- _Extract to read_:
------------------------------------------------
  • Corrupt Corporate Executive: Hugo engages in graft and kickbacks as the head of a shady construction company, and he uses substandard construction materials, which cause one of his buildings to collapse.
  • Dutch Angle: Used for the shot in which Biff finds out that Hugo Barnstead is the patient coming to get a tooth pulled.
  • Fall Guy: Hugo hires Biff for a well-paying but do-nothing job in which all Biff does is sign contracts he doesn't understand. It turns out that Biff is Hugo's fall guy in case the authorities ever catch on to Hugo's fraud and graft. They do, and Biff goes to jail.
  • Funny Foreigner: Biff's Greek friend Nick, with his accent and his malapropisms.
    Nick: She's got belfries in the bats.
  • Good Smoking, Evil Smoking: As part of her faux-sophisticated act, Amy asks Biff for a cigarette. Later she admits that she only put one in her mouth once and didn't like it. At the end, Virginia asks Biff for a cigarette and smokes it, showing how coarse and hardened she's become.
  • Have I Mentioned I Am Sexually Active Today?: Amy strongly implies that she likes to have sex with men, much to Biff's horror. Later, she recoils in fear when Biff takes her seriously and starts kissing her in the park, revealing that she made it all up.
    Biff: Well, wouldn't you like a nice, young man to marry you someday?
    Amy: No, not particularly.
    Biff: So you don't believe in the institution of marriage!
    Amy: An outmoded, silly convention started by the cavemen and encouraged by the florists and jewelers. After all, what's marriage?
    Biff: Wouldn't you like to have a home and kids?
    Amy: Certainly I would, but that doesn't mean you have to go through all the...
    Biff: You mean—?
    Amy: Exactly. (She winks.)
  • Head-Turning Beauty: Gorgeous, gorgeous Virginia, which is only logical as she's played by Rita Hayworth. When someone spots Virginia walking down the street, all the men lounging in Nick's barbershop rush outside to get a look at her.
  • How We Got Here: The movie opens with Biff finding out that Hugo's coming to him to have a tooth pulled. Biff starts plotting to murder him with nitrous oxide. The film then jumps back to the beginning of the story.
  • Hypocritical Humor:
    • Biff's best friend Nick, a Greek immigrant with a heavy accent, hears some Germans talking and says, "Boy, how these foreigners murder the English language."
    • Despite telling Hugo that she will meet him and a friend in the park with Amy, Virginia refuses to admit that she made a date, because good girls don't make dates.
  • I Have to Wash My Hair: Virginia says that her cousin from Scranton unexpectedly came to town after Biff tries to get her to agree to another date. Finally she agrees to meet him "three weeks from Wednesday", only for Biff to find out that day that she married Hugo Barnstead.
  • Institutional Apparel: Biff's prison outfit, which is used for a gag. Biff takes up dentistry again while in jail. In one scene he enters his prison dentistry practice, takes off his prison shirt, and puts on his dentist's coat—which is the exact same shirt.
  • Match Cut:
    • From a roaring lion that Biff and Virginia see at the zoo to a bellowing barbershop singer at the beer garden where Biff and Virginia go afterwards.
    • From Biff hauling a wheelbarrow in prison to Amy pushing a wheelchair in a hospital.
------------------------------------------------
- _Assignment_:
Please answer these questions from the film notes above:
(a) What does Hugo use in his buildings that causes one of them to collapse?
(b) Who plays Virginia?
(c) With what does Biff plot to murder Hugo?

- _Raw data_:
------------------------------------------------
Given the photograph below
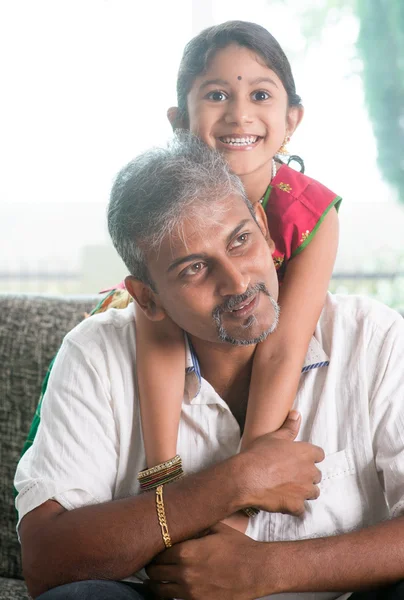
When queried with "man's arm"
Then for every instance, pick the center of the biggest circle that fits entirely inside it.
(227, 564)
(114, 539)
------------------------------------------------
- _Response box_:
(a) Substandard construction materials
(b) Rita Hayworth
(c) Nitrous oxide